### PASSAGE
______________________________
With respect to the third paragraph of the Statement of Claim requesting penalty payment for alleged violations on "subsequent dates" it is submitted that there is not sufficient proof of any violations on subsequent dates to support a claim. In this connection see Award No. 6666 of this Division, with Referee Francis J. Robertson, to the effect that the employes have the burden of establishing sufficient probative evidence to support a finding of violating the Agreement.


In view of the foregoing it is respectfully submitted that this claim should be dismissed.


It is hereby affirmed that all data submitted in support of the Carrier's position have been submitted in substance to the employes or their duly authorized representatives and made a part of the particular case in dispute.
______________________________
### RECORD LIST
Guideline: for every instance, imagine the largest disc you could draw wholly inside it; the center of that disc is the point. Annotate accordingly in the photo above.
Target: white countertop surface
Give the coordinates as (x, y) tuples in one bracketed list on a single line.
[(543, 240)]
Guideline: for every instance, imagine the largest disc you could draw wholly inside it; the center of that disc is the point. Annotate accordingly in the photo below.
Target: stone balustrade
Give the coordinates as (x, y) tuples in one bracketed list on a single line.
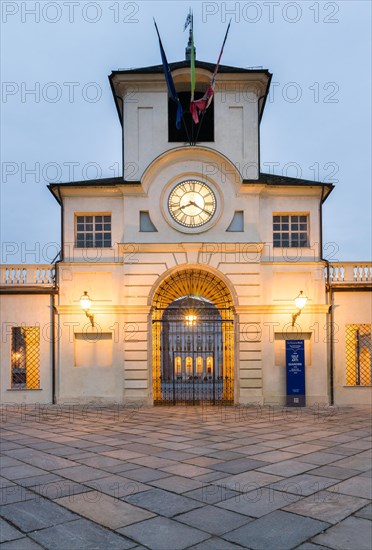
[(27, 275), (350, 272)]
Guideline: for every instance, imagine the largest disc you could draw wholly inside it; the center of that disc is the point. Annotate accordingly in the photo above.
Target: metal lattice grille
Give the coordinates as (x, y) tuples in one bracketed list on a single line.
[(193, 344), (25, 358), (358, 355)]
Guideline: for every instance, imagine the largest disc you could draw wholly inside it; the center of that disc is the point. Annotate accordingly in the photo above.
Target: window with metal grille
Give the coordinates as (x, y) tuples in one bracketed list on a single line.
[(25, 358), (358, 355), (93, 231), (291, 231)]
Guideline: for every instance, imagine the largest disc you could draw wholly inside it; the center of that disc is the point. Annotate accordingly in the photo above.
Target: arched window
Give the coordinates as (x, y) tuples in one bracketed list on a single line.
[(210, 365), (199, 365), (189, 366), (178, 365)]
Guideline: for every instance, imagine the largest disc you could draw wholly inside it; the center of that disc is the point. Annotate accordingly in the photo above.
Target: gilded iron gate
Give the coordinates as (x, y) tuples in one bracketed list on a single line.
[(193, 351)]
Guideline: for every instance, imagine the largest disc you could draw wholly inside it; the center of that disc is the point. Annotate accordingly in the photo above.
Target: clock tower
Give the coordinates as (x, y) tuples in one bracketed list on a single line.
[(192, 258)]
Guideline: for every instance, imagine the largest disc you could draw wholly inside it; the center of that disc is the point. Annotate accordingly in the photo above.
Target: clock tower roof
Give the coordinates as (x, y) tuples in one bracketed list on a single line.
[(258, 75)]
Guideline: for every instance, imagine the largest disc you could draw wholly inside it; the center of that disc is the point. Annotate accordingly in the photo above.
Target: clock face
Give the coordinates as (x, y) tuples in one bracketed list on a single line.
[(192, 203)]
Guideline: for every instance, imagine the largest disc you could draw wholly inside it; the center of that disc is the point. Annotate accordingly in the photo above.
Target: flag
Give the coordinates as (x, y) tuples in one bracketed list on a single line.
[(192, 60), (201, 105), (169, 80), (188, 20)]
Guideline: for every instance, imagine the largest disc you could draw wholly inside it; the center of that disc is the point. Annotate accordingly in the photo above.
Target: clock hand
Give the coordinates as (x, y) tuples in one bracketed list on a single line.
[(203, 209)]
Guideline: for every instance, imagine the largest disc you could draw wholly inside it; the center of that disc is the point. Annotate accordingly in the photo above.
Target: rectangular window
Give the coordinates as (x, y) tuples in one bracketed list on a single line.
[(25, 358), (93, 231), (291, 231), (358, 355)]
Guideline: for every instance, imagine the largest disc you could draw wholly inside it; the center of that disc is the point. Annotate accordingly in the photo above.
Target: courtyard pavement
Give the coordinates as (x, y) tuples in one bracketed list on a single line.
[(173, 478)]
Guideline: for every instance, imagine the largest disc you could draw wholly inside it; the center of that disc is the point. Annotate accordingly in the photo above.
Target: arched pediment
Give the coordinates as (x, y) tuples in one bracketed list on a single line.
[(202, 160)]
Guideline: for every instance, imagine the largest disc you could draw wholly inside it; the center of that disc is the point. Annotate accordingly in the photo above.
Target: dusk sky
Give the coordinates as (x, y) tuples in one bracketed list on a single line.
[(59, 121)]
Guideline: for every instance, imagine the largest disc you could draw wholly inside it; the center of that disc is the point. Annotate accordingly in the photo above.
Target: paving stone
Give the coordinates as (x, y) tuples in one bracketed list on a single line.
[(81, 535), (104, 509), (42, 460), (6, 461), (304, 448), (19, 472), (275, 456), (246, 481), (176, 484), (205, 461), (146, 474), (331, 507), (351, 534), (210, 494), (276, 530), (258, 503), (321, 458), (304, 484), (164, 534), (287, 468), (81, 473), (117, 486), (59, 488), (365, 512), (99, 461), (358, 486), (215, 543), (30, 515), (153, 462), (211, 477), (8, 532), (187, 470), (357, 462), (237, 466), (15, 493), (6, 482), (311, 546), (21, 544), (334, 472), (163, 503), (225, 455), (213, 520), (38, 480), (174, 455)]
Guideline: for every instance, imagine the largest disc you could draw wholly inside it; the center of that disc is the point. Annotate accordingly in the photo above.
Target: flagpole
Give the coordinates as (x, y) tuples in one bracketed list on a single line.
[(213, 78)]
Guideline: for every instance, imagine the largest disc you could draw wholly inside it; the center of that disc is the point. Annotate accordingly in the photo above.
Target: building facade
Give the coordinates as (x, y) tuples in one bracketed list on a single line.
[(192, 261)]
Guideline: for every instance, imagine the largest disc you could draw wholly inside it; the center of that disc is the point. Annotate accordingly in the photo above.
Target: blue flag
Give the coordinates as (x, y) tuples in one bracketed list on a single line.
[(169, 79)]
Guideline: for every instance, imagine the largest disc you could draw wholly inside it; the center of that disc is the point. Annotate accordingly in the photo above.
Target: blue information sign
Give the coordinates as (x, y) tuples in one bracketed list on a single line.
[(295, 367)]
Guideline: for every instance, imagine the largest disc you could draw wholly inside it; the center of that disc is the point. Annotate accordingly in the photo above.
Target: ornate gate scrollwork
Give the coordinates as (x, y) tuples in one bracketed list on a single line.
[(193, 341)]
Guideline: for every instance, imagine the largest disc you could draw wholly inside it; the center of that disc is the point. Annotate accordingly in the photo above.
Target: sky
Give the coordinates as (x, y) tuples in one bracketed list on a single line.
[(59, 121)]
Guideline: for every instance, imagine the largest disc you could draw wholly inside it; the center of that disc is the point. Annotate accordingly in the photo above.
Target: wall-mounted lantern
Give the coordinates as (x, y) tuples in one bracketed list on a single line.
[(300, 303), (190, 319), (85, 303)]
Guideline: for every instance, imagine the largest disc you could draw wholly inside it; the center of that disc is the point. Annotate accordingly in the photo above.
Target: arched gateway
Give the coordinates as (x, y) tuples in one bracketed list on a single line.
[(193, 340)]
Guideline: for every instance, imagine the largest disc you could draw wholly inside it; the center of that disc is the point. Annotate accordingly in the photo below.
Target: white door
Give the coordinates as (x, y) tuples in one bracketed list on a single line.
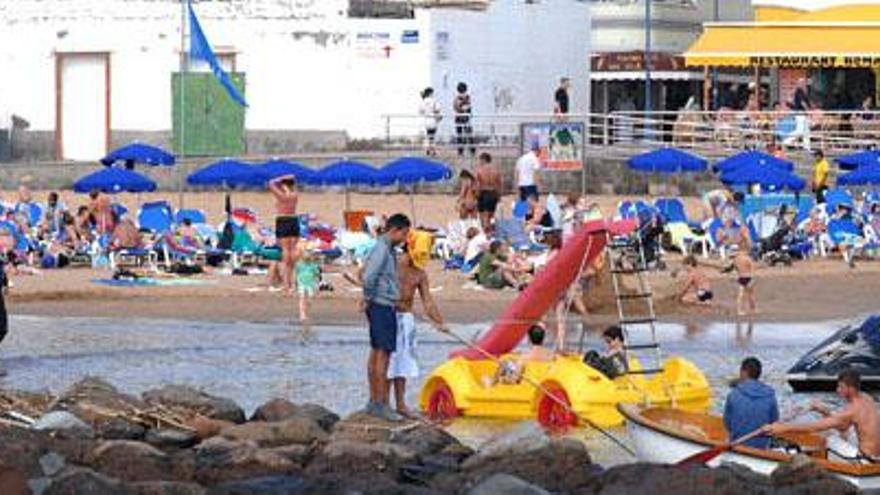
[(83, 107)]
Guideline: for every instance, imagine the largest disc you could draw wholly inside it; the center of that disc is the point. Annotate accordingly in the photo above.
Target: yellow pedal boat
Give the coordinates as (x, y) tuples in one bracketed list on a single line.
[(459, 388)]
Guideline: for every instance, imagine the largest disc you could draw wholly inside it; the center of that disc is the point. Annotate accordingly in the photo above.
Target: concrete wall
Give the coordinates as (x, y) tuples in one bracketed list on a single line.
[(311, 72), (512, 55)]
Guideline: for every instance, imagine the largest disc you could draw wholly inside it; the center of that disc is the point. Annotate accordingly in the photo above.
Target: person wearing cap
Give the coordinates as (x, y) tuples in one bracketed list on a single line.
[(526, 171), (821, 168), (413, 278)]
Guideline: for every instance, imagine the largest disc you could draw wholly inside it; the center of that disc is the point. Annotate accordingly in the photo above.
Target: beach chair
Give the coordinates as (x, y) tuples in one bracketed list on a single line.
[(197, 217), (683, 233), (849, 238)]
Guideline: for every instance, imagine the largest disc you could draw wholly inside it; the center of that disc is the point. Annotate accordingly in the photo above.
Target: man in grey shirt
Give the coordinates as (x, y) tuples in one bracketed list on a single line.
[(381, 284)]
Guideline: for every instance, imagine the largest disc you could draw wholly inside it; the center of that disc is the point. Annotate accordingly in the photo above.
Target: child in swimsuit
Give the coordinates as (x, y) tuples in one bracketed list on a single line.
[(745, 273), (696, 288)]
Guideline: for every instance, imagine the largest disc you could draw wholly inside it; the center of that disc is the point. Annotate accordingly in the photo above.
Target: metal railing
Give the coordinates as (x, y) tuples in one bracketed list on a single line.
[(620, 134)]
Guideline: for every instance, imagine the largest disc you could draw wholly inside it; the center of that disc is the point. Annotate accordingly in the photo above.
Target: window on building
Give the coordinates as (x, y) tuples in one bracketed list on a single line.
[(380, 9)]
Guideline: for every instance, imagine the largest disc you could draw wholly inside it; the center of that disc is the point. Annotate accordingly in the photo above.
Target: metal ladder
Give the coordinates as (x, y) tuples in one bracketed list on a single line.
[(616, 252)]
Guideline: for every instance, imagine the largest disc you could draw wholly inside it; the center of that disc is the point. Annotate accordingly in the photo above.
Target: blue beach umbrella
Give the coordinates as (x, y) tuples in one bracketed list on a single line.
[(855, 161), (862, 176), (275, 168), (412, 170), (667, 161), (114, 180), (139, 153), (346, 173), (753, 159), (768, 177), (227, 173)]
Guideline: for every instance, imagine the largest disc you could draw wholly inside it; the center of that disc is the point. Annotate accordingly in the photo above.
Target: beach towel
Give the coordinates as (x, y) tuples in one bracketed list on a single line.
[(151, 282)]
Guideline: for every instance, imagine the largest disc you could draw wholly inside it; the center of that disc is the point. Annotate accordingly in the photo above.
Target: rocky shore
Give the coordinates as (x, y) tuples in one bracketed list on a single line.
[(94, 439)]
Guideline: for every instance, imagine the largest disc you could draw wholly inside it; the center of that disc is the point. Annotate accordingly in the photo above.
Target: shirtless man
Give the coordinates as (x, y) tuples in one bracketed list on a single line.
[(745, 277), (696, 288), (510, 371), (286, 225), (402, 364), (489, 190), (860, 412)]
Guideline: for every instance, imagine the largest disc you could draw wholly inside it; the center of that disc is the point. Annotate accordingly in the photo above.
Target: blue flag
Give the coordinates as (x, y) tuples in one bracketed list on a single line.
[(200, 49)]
______________________________
### REQUIRED WORK
1) Decide whether each statement below agrees with the passage on the claim. Answer yes or no for each, and quote the deciding words of the passage. (a) The passage cites Award No. 6666, with Referee Francis J. Robertson. (b) The passage places the burden of establishing probative evidence on the Carrier. (c) The passage asks that the claim be sustained.
2) Output the part of the passage on the claim that starts with "It is hereby" and goes on through "case in dispute.", word for word.

### OUTPUTS
1)
(a) Yes: "see Award No. 6666 of this Division, with Referee Francis J. Robertson"
(b) No: "the employes have the burden of establishing sufficient probative evidence to support a finding of violating the Agreement"
(c) No: "it is respectfully submitted that this claim should be dismissed"

2)
It is hereby affirmed that all data submitted in support of the Carrier's position have been submitted in substance to the employes or their duly authorized representatives and made a part of the particular case in dispute.